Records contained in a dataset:
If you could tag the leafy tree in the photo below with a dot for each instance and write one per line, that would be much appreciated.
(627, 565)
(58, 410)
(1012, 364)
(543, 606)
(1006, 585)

*Work instructions:*
Your response must repeat the entries above exactly, in full.

*Answer to this task:*
If you could tag the leafy tree in the photo below with a dot for each instance and write one per line, that would be much appreciated.
(627, 565)
(58, 410)
(1012, 364)
(543, 606)
(1006, 585)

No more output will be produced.